Assigned task 1: In the clematis winterizing guide, why should metal twist ties never be used to tie branches to the trellis?
Assigned task 2: Reproduce the portion of the clematis winterizing guide that begins with the words containing "There are over" and ends with "of clematis blossoms!".

Document passage:
* * * * * * * * *
Learning how to winterize clematis vines is fairly easy. Clematis are remarkably hardy and tolerant. With a few simple steps, your clematis will withstand the cold blows of winter and bloom another day.
There are over 200 species of clematis, with these beautiful flowering vines found in most gardening zones. Clematis range in color from white to rich purples and burgundies, and are usually bred for large, showy flowers. Some have a strong scent while others have little scent. You can find clematis that bloom in spring, summer and even into the autumn. It's actually possible in some gardening zones to have four seasons of clematis blossoms!
As perennials, clematis return year after year from the same plant stock. Most clematis varieties are pruned in the spring, and new flowers grow on the old wood. It's important, however, to check your own variety's growing and care guidelines, since pruning times can vary from variety to variety. The best source of clematis information is the American Clematis Society.
Tips on How to Winterize Clematis Vines
If you're wondering how to winterize clematis vines, you'll be glad to learn that very little preparation is actually needed to help them survive the winter months. These hardy vines tend to take care of themselves. But some basic preparations do help.
Deadhead and Clean Up
Deadheading means snipping off the spent flower blossoms. Take a clean, sharp pair of garden shears and simply snip off the flower blossoms. Be sure to rake them up.
It's a good idea to clean up the area directly around your clematis vines to ensure that no plant disease lurk in the debris. Rake the area or pick up branches and large material by hand.
Training the Vine
While not imperative that you do it in the fall to winterize clematis vines, once the leaves fall off and the bare vine can be easily seen on the trellis, you might want to take some garden twine and tie branches to the trellis if they aren't following the pattern that you want. Be sure to use a garden twine and never use metal twist ties or twist ties made of plastic and metal. The metal portion can heat up in the sunshine and burn plants.
* * * * * * * * *
Exercise data:
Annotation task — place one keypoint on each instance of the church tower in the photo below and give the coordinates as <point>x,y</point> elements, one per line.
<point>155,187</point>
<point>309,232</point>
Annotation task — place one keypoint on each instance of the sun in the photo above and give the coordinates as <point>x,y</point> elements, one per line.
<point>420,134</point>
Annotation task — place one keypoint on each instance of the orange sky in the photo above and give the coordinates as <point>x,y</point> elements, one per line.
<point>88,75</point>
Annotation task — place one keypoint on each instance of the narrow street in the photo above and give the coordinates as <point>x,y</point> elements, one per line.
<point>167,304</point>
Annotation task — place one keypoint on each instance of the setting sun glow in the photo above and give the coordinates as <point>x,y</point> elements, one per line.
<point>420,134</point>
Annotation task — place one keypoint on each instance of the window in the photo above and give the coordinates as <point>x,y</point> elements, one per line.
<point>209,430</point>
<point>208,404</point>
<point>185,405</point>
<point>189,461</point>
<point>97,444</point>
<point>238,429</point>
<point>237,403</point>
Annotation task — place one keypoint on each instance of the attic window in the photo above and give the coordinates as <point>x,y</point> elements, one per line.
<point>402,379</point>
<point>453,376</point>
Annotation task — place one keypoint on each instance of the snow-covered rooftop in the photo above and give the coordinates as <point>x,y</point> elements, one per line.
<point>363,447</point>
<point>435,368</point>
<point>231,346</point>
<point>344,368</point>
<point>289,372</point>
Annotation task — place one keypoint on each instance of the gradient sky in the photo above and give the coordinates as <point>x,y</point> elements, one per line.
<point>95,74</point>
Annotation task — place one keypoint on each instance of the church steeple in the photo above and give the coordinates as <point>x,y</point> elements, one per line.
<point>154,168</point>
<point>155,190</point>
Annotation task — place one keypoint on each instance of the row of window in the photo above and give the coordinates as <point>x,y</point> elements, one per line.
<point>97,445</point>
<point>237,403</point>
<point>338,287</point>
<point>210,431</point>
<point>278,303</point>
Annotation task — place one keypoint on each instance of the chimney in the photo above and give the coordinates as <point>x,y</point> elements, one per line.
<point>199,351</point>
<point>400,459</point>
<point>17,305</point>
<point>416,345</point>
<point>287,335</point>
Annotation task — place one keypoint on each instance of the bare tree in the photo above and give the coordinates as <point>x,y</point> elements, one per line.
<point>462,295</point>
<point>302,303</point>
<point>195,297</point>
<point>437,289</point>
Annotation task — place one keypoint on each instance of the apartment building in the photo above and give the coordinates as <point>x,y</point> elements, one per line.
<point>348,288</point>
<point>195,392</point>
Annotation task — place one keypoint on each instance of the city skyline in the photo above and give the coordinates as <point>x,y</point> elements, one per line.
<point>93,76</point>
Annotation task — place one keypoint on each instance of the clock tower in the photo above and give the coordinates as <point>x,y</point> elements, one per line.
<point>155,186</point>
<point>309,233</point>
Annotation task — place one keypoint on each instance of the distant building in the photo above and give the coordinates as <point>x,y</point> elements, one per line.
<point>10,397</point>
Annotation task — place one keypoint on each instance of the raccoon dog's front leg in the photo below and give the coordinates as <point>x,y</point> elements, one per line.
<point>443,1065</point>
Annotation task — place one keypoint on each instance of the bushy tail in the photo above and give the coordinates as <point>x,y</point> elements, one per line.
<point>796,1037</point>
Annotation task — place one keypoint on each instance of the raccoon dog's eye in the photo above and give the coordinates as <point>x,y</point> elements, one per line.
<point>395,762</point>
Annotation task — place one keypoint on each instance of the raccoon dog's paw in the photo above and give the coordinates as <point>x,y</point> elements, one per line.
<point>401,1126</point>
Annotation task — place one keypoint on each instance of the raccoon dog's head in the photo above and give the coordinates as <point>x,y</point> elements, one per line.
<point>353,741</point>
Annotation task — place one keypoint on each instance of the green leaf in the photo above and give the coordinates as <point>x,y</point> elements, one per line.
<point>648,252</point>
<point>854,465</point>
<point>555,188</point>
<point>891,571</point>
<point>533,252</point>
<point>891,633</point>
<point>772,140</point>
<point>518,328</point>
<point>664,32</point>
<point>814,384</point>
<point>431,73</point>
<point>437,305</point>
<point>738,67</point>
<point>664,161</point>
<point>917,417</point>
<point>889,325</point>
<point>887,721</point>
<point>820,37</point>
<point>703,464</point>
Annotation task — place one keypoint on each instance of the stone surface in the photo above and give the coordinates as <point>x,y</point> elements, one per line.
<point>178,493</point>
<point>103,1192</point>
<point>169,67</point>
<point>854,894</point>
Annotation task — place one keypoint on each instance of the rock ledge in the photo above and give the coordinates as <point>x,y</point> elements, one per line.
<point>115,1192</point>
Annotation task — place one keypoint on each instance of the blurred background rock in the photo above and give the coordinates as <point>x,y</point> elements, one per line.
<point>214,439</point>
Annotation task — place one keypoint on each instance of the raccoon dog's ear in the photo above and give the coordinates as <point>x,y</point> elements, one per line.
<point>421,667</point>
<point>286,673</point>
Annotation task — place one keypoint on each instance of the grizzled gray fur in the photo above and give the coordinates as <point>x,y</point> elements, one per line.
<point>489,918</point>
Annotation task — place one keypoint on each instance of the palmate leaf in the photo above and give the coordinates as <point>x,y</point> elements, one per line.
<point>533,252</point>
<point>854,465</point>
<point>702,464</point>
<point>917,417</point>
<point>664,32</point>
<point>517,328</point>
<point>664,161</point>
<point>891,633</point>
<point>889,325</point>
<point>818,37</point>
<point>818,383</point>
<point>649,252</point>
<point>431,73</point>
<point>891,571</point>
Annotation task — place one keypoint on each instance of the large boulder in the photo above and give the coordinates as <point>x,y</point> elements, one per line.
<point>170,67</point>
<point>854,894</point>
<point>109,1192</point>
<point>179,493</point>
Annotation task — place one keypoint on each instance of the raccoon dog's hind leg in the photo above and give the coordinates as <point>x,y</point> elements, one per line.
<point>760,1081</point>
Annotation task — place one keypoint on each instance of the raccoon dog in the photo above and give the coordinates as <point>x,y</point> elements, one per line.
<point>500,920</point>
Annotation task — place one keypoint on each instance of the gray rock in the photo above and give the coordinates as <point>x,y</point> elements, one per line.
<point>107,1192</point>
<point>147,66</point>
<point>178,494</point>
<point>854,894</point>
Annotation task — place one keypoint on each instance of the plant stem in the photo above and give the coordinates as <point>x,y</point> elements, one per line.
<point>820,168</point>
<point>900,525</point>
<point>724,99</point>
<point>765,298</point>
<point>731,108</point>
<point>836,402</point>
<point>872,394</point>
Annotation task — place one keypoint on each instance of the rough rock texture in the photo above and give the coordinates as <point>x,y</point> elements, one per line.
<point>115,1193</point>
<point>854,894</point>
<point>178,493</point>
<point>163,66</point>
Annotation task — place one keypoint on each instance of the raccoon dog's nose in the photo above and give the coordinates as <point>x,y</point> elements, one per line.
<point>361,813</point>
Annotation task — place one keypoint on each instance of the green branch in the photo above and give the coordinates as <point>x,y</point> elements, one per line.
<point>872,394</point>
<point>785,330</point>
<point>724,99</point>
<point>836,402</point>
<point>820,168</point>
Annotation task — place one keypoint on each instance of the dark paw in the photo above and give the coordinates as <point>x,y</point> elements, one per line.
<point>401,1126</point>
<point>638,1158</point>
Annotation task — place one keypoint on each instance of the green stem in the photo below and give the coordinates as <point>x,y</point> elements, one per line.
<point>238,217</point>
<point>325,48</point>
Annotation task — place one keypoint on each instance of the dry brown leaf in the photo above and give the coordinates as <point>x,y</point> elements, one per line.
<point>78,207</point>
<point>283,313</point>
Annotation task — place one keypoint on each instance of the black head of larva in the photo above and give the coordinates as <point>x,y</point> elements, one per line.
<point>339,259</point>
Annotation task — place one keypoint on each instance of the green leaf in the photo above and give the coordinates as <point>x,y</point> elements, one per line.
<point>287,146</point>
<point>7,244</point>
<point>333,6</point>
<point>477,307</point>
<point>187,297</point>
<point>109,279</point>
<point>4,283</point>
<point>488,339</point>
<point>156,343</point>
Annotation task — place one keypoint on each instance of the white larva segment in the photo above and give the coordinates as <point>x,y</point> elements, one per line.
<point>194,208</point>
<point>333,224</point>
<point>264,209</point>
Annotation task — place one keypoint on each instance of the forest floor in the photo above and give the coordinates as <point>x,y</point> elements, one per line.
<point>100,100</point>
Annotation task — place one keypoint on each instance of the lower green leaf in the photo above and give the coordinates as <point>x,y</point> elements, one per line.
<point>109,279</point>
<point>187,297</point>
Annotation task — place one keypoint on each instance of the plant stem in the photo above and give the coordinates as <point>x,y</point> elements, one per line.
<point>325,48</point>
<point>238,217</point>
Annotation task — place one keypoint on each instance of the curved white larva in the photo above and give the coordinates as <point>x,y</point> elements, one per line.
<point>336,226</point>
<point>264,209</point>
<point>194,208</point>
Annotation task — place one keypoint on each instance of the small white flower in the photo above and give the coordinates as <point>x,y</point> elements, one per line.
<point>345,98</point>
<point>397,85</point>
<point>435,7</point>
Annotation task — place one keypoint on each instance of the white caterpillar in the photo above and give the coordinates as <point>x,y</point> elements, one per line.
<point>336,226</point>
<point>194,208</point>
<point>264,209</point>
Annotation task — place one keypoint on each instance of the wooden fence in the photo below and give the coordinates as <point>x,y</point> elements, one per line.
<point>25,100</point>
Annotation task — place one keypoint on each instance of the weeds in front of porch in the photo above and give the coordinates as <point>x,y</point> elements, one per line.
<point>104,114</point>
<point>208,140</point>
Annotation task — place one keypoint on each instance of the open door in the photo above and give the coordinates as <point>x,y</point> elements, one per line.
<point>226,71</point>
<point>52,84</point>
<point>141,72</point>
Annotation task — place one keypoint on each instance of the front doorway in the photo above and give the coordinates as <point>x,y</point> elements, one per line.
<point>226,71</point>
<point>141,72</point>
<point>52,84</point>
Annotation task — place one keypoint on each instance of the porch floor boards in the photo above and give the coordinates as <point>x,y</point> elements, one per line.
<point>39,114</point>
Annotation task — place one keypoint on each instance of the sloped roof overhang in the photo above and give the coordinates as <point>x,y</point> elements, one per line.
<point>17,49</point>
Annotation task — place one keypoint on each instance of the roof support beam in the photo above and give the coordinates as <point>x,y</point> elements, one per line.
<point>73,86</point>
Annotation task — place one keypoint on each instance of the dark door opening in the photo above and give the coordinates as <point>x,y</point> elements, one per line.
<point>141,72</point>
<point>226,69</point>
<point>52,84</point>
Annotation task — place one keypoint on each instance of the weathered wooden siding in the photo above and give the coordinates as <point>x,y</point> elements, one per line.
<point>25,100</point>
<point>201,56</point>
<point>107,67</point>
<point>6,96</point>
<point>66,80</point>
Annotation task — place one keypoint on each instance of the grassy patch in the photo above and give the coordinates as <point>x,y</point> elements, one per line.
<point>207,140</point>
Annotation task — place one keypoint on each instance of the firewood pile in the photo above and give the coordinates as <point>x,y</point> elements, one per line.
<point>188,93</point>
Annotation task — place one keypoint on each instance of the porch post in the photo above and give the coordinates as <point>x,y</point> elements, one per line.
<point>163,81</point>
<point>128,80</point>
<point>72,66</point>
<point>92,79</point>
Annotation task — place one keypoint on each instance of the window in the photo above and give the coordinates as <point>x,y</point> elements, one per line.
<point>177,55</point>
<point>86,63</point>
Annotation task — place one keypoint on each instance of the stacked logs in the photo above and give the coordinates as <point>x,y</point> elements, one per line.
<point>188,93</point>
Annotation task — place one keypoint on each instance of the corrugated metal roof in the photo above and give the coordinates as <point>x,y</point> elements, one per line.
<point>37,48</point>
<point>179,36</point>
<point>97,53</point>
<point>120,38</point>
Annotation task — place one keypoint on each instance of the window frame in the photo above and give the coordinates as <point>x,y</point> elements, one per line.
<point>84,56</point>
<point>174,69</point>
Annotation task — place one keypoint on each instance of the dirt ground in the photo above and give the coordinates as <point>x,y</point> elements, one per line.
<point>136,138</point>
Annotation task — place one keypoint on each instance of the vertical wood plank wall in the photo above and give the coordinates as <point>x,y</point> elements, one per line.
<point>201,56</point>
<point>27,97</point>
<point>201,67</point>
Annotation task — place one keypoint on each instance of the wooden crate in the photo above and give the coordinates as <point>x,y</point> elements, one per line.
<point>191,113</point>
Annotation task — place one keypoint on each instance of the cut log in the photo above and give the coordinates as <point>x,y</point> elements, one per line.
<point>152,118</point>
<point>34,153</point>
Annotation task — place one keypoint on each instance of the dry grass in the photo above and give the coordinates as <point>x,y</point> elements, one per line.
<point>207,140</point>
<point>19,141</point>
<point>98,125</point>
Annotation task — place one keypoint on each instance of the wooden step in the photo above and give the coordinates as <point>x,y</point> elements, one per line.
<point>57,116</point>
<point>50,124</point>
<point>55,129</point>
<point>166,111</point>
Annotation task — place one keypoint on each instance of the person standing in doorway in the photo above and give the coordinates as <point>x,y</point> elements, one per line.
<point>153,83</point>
* * * * * * * * *
Task output 1: The metal portion can heat up in the sunshine and burn plants.

Task output 2:
There are over 200 species of clematis, with these beautiful flowering vines found in most gardening zones. Clematis range in color from white to rich purples and burgundies, and are usually bred for large, showy flowers. Some have a strong scent while others have little scent. You can find clematis that bloom in spring, summer and even into the autumn. It's actually possible in some gardening zones to have four seasons of clematis blossoms!